PROBLEM DESCRIPTION
Give back the records that follow exactly, images excluded.

MATERIAL TO PROCESS

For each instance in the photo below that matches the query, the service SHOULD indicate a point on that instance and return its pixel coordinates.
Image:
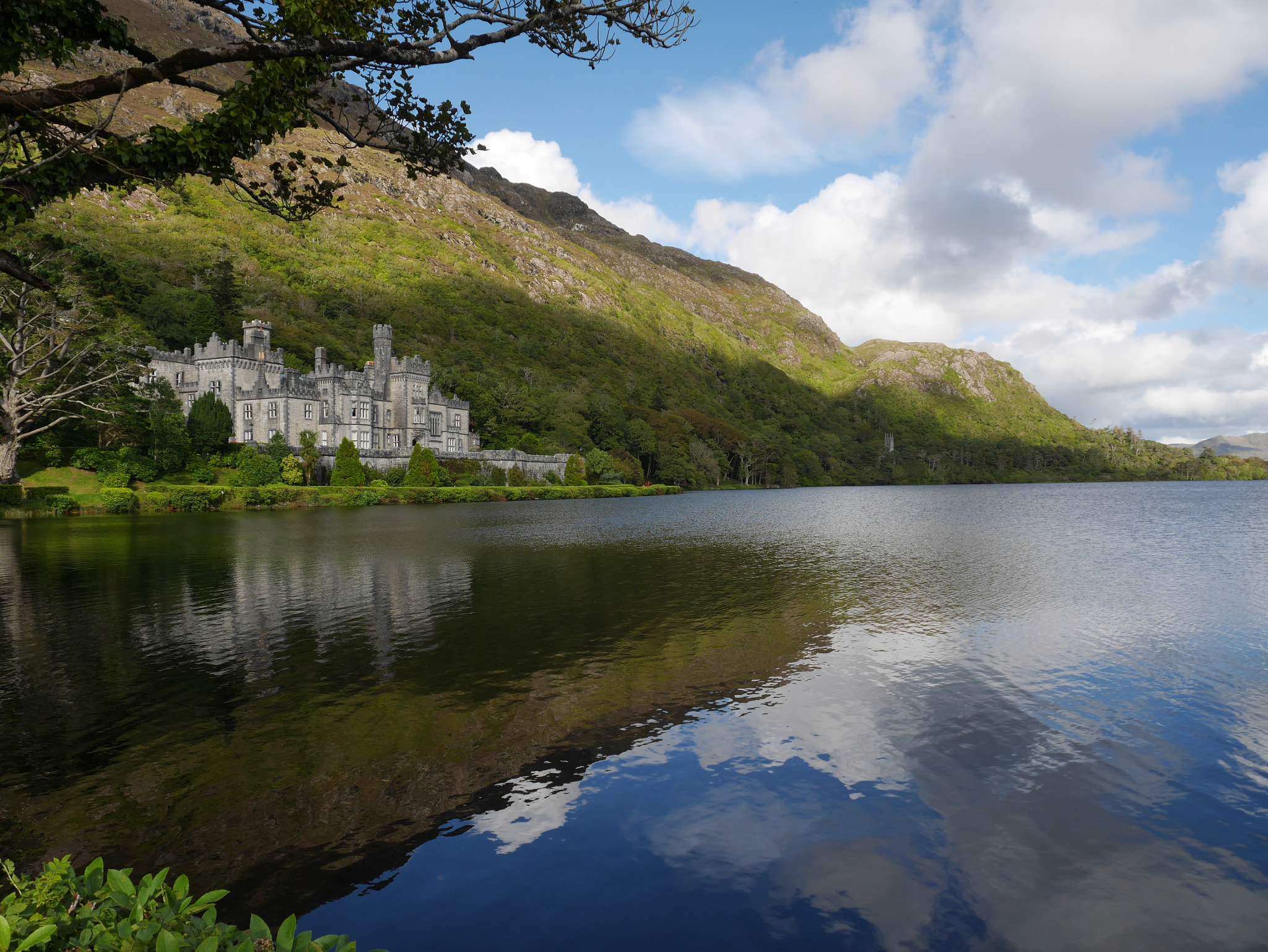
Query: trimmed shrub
(202, 470)
(117, 500)
(255, 468)
(102, 909)
(61, 504)
(292, 470)
(43, 492)
(197, 498)
(348, 465)
(90, 458)
(155, 503)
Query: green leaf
(36, 938)
(259, 928)
(287, 933)
(121, 883)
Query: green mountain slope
(563, 331)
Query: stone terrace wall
(533, 467)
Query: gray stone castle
(384, 410)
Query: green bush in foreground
(61, 504)
(102, 909)
(348, 465)
(43, 492)
(118, 501)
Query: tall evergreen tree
(225, 288)
(308, 454)
(348, 465)
(211, 424)
(424, 468)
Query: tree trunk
(8, 458)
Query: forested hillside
(563, 331)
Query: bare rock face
(936, 368)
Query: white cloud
(1027, 159)
(794, 112)
(518, 156)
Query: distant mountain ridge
(1246, 446)
(558, 326)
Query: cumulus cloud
(519, 156)
(1028, 157)
(794, 112)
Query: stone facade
(384, 409)
(391, 405)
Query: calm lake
(929, 718)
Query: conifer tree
(211, 424)
(225, 288)
(348, 465)
(308, 454)
(424, 468)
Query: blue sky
(1070, 187)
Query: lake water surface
(941, 718)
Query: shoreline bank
(225, 498)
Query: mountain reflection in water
(940, 718)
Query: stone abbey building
(384, 410)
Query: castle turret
(256, 336)
(382, 350)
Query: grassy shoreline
(159, 497)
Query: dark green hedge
(43, 492)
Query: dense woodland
(602, 363)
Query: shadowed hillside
(562, 330)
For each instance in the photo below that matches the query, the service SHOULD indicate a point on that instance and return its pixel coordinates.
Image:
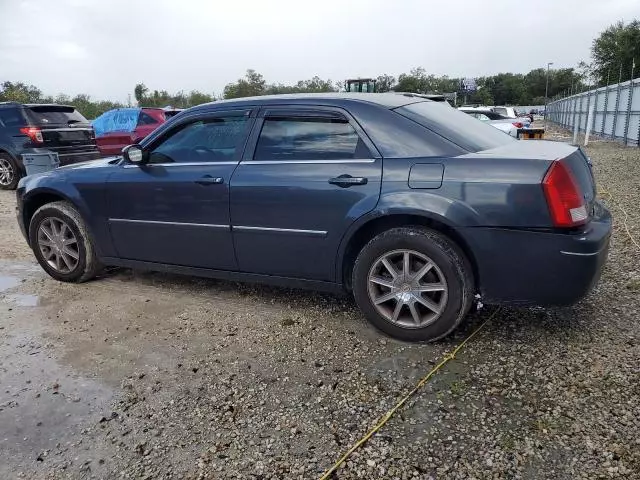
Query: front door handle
(209, 180)
(346, 181)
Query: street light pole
(546, 93)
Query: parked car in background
(171, 111)
(120, 127)
(508, 112)
(39, 128)
(409, 204)
(510, 126)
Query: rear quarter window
(54, 115)
(11, 117)
(456, 126)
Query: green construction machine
(360, 85)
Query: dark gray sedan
(413, 206)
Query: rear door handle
(209, 180)
(346, 181)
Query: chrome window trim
(158, 222)
(180, 164)
(579, 254)
(246, 228)
(286, 162)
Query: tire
(86, 266)
(10, 173)
(450, 277)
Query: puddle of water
(23, 300)
(7, 282)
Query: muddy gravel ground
(146, 375)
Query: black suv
(33, 128)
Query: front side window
(209, 140)
(294, 138)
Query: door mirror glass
(133, 153)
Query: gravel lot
(145, 375)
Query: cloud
(105, 48)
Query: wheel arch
(367, 229)
(38, 198)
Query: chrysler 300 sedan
(414, 207)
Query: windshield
(456, 126)
(55, 115)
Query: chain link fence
(615, 112)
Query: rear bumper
(69, 158)
(539, 268)
(66, 158)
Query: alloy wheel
(6, 172)
(407, 288)
(58, 245)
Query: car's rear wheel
(61, 243)
(413, 284)
(9, 172)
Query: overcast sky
(105, 47)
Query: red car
(118, 128)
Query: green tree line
(614, 54)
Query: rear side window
(54, 115)
(11, 117)
(146, 119)
(296, 138)
(456, 126)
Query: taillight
(34, 133)
(566, 204)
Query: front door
(307, 174)
(174, 208)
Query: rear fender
(432, 208)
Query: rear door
(64, 130)
(307, 174)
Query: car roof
(30, 105)
(385, 100)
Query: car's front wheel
(61, 243)
(9, 172)
(413, 284)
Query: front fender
(87, 198)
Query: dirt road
(145, 375)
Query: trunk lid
(64, 129)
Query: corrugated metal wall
(616, 111)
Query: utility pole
(546, 93)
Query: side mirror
(133, 153)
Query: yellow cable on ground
(624, 220)
(385, 418)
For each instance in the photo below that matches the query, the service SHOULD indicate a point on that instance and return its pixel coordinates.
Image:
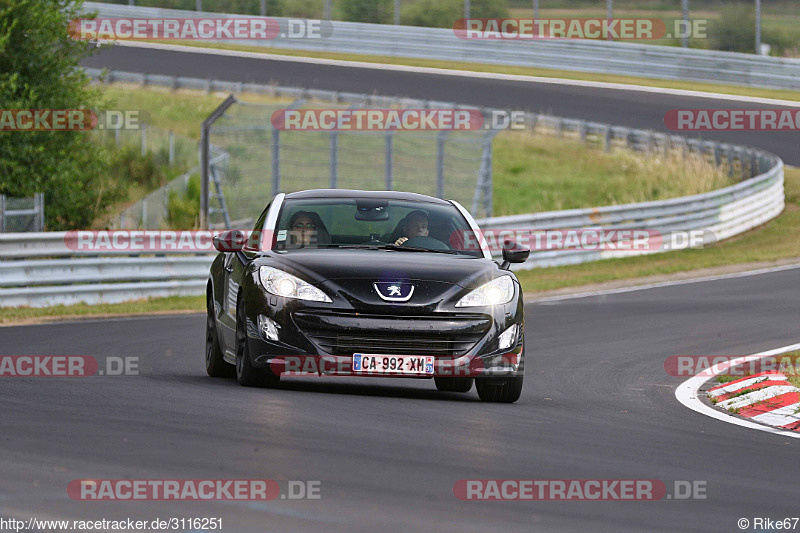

RESULT OF THE TASK
For each instance in the photo below that matches the query, the service SHOULD indicate a point on that instance and return its pixel coordinates.
Image:
Query: trimmed shrub
(202, 470)
(117, 500)
(255, 468)
(102, 909)
(61, 504)
(292, 470)
(43, 492)
(197, 498)
(348, 465)
(90, 458)
(155, 503)
Query: green leaf
(36, 938)
(259, 928)
(287, 933)
(121, 883)
Query: green mountain slope
(563, 331)
Query: stone terrace wall
(533, 467)
Query: gray stone castle
(384, 410)
Query: green bush in foreground
(61, 504)
(102, 909)
(348, 465)
(43, 492)
(118, 501)
Query: tall evergreen tree
(225, 288)
(308, 454)
(348, 465)
(211, 424)
(424, 468)
Query: tree trunk
(8, 458)
Query: forested hillside
(563, 331)
Query: bare rock face
(936, 368)
Query: white cloud
(1027, 159)
(794, 112)
(518, 156)
Query: distant mountain ridge
(1246, 446)
(558, 326)
Query: cumulus cloud
(519, 156)
(1028, 157)
(794, 112)
Query: stone facade
(384, 409)
(391, 405)
Query: calm lake
(929, 718)
Query: conifer tree
(211, 424)
(225, 288)
(348, 465)
(308, 454)
(424, 468)
Query: blue sky
(1070, 187)
Query: lake water surface
(941, 718)
Query: shoreline bank
(225, 498)
Query: mountain reflection in water
(940, 718)
Query: stone abbey building
(384, 410)
Query: castle turret
(256, 336)
(382, 350)
Query: grassy shoreline
(159, 497)
Query: dark green hedge
(43, 492)
Query: dense woodland
(602, 363)
Query: shadowed hillside
(562, 330)
For each instance in the photo below that matches the query, the service SHOULD indicate a point on that instance and return its pixel coordinates.
Image:
Query: front door handle
(209, 180)
(346, 181)
Query: street light pole
(546, 93)
Query: parked car in background
(171, 111)
(120, 127)
(508, 112)
(39, 128)
(409, 204)
(510, 126)
Query: rear quarter window
(54, 115)
(11, 117)
(456, 126)
Query: green construction machine
(360, 85)
Query: dark gray sedan
(413, 206)
Query: rear door handle
(209, 180)
(346, 181)
Query: chrome window trim
(158, 222)
(180, 164)
(579, 254)
(246, 228)
(286, 162)
Query: tire
(86, 266)
(10, 173)
(450, 277)
Query: puddle of water
(23, 300)
(7, 282)
Query: muddy gravel ground
(146, 375)
Query: black suv
(33, 128)
Query: front side window
(209, 140)
(294, 138)
Query: door mirror glass
(133, 153)
Query: gravel lot
(145, 375)
Query: cloud
(105, 48)
Query: wheel arch
(367, 229)
(38, 198)
Query: chrysler 300 sedan
(414, 207)
Query: windshield
(456, 126)
(55, 115)
Query: chain link fence
(615, 112)
Query: rear bumper
(69, 158)
(539, 268)
(66, 158)
Query: alloy wheel
(6, 172)
(407, 288)
(58, 245)
Query: car's rear wheel
(61, 243)
(413, 284)
(9, 172)
Query: overcast sky
(105, 47)
Query: red car
(118, 128)
Query: green tree line
(614, 54)
Query: rear side window
(54, 115)
(11, 117)
(146, 119)
(296, 138)
(456, 126)
Query: taillight
(34, 133)
(566, 204)
Query: front door
(307, 174)
(174, 208)
Query: rear fender
(432, 208)
Query: rear door
(64, 130)
(307, 174)
Query: car roof
(30, 105)
(385, 100)
Query: car's front wheel
(61, 243)
(9, 172)
(413, 284)
Query: front fender
(87, 198)
Query: dirt road
(145, 375)
Query: trunk lid
(64, 129)
Query: corrugated metal wall
(616, 111)
Query: utility pole
(546, 93)
Query: side mirror
(133, 153)
Query: yellow cable on ground
(624, 220)
(385, 418)
For each instance in the photo below that matches the query, the service SHOULD indicate a point on that instance and return its pixel coordinates.
Image:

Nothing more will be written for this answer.